== MATERIAL PROVIDED ==
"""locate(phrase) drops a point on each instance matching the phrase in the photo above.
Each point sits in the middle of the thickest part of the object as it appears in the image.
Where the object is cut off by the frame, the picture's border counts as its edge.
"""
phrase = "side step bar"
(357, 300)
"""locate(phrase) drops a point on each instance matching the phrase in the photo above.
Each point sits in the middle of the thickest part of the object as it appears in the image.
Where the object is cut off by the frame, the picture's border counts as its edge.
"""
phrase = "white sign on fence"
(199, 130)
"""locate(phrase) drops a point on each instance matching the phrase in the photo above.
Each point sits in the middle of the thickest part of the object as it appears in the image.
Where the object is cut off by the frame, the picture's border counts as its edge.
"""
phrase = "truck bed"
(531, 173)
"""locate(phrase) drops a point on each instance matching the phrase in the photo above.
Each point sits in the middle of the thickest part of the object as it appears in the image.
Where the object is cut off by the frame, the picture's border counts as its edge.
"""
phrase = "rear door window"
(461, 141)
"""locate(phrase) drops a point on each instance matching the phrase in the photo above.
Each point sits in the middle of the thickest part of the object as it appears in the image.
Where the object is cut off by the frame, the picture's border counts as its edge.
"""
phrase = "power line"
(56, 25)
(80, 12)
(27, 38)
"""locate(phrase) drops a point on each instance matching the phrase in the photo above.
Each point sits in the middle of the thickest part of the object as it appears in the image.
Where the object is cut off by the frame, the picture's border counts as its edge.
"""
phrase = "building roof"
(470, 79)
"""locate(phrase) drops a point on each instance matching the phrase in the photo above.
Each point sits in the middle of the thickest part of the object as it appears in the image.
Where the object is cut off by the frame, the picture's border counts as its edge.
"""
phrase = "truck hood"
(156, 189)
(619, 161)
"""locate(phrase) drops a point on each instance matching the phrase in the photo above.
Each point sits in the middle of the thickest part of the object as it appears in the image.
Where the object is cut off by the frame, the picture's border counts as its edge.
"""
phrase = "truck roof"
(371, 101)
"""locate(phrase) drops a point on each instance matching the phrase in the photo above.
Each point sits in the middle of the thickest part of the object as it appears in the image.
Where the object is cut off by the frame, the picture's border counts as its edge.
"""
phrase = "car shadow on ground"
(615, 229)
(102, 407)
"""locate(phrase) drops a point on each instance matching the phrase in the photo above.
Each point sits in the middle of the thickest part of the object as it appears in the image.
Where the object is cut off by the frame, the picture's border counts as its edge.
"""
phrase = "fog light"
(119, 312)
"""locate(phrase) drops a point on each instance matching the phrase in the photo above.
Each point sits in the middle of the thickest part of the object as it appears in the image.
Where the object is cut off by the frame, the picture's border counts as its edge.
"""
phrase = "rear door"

== WHAT THIS TASK INVOLVES ==
Please copy every line of the material exactly.

== OUTPUT OF THE TASK ==
"""locate(phrase) drops a point on each instance matching the phrase in the photo above.
Each point sits in the middle of the thickest part of the object as it appears in the image.
Where the object is cut off by the frame, the picture's border counts as its edge.
"""
phrase = "side step bar"
(357, 300)
"""locate(phrase) drops a point on each instance matching the phrase in the photo above.
Each point sits in the middle of the thickest part of the object as it appears in the image.
Where the object is cut off by the frame, the picture's border counts as its edge.
"""
phrase = "white sign on fence"
(199, 130)
"""locate(phrase) drops a point on each instance matching the phrase in the photo above.
Each point sits in the middle of the thickest part of the object as it appears in the image.
Where the object is cut off by the frame, the picture's border counts as its edge.
"""
phrase = "truck bed"
(531, 173)
"""locate(phrase) drops a point on each instance matching the phrase in the photo above.
Each point sits in the middle of the thickest part of the object as it appears in the image.
Where the object is cut off by the frame, the picture's border counts as its edge.
"""
phrase = "rear door window"
(461, 141)
"""locate(phrase) drops a point on each instance matching the phrase in the photo above.
Each point sits in the middle of the thickest part of the object as it appears in the image.
Where the object is cut off by the frame, the picture's border counts as its edge.
"""
phrase = "power line"
(56, 25)
(80, 12)
(27, 38)
"""locate(phrase) drops a point on each instance matching the phrase in the photo above.
Each point sits in the middle of the thickest part of the object as it appears in the image.
Where the object is cut off by the frame, the picture's border counts as its edge.
"""
phrase = "building roof"
(470, 79)
"""locate(phrase) drops a point on each instance matching the phrase in the photo above.
Each point sits in the middle of the thickest part of the object as it appears in the image.
Where the object is cut off by the frame, the picture's border counts as its edge.
"""
phrase = "truck hood"
(156, 189)
(619, 161)
"""locate(phrase) drops a point on each instance matching the phrase in the photo above.
Each point sits in the middle of the thickest part of the object as it appears in the image.
Where the object is cut off by the frame, the picture's border counts as its edge.
"""
phrase = "truck roof"
(371, 101)
"""locate(phrase) drops a point on each instance matching the phrase in the photo above.
Each point sits in the middle of the thickest part of the object as it appears in the image.
Where the object is cut off by the frame, the picture's border counts as its edge.
"""
phrase = "car shadow on ground"
(615, 229)
(102, 407)
"""locate(phrase) drops a point on each instance matching the phrase in the photo above.
Each point sits in the middle of the thickest part of the object as it appears in the image.
Where the object is cut off by the frame, the picture's border counts as its edge.
"""
phrase = "fog light"
(119, 312)
"""locate(phrase) drops a point on each instance matching the phrase in the photo above.
Each point sits in the middle of the thickest part of the object as it appears in the image.
Where the object is cut off by the frame, the picture's border counts as its edge.
"""
phrase = "rear door"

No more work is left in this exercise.